=== DESCRIPTION OF THE TASK ===
Name every device or technology that the commenters in the forum thread below mention by name.

::: ARTICLE

On the other hand, there were classes I didn't attend very often at all, and I
remember a couple of times being stumped on the homework and going to office
hours to gain some traction only to be gently ribbed for not going to lecture.
You get the sense that many professors do pay attention to that kind of thing
and it does factor in, if only unconsciously.

------
Wowfunhappy
...so does this mean that if you buy a Librem 5, you'll be automatically
considered absent and will recieve a lower grade? I can't imagine the apps
these colleges are using would be compatible.

I realize this might seem like a lower concern compared to everything else,
but it strikes me as one more way that people are permanently locked into the
major platforms.

------
catchmeifyoucan
> "calculate personalized risk scores”

Seems like they're trying to predict social outcomes. Red flag.

Also seems the technology behind this is a BLE Beacon - would be hillarious if
someone dropped a rasperrby pi in the class in some corner that kept making
web requests on your behalf the entire year.

::::::
::: RECORDED DATA

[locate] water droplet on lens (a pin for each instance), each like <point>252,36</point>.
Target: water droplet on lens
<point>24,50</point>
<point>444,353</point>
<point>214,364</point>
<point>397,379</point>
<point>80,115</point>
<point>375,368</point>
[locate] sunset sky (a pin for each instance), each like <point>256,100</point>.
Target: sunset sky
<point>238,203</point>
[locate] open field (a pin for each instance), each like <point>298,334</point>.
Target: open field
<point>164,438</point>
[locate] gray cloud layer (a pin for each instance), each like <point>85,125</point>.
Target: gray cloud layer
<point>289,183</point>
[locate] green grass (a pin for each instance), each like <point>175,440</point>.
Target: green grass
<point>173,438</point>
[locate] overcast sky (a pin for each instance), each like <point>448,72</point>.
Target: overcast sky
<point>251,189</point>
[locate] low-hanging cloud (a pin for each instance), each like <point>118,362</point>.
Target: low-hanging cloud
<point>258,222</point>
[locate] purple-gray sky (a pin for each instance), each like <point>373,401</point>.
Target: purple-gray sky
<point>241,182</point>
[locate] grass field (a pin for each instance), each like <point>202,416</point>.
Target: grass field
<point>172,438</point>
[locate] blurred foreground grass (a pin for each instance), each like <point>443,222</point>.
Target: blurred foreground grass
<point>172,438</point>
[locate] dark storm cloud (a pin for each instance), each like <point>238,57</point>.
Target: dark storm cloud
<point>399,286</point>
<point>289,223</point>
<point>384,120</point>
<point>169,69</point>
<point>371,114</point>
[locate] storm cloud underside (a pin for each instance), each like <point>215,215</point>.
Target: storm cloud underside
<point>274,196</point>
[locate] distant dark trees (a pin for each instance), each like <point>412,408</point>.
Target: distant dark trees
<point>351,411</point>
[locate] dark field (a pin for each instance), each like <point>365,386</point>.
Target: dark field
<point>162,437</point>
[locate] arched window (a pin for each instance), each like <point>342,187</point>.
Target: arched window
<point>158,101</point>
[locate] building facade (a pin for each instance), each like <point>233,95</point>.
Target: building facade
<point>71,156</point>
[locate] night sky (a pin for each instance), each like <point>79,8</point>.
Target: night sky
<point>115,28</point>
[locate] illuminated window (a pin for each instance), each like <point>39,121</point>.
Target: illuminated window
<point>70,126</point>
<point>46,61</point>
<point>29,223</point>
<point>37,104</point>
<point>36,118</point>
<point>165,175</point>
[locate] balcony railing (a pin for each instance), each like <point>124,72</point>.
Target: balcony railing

::::::

=== RESPONSE TO THE EXERCISE ===
Librem 5, BLE Beacon, rasperrby pi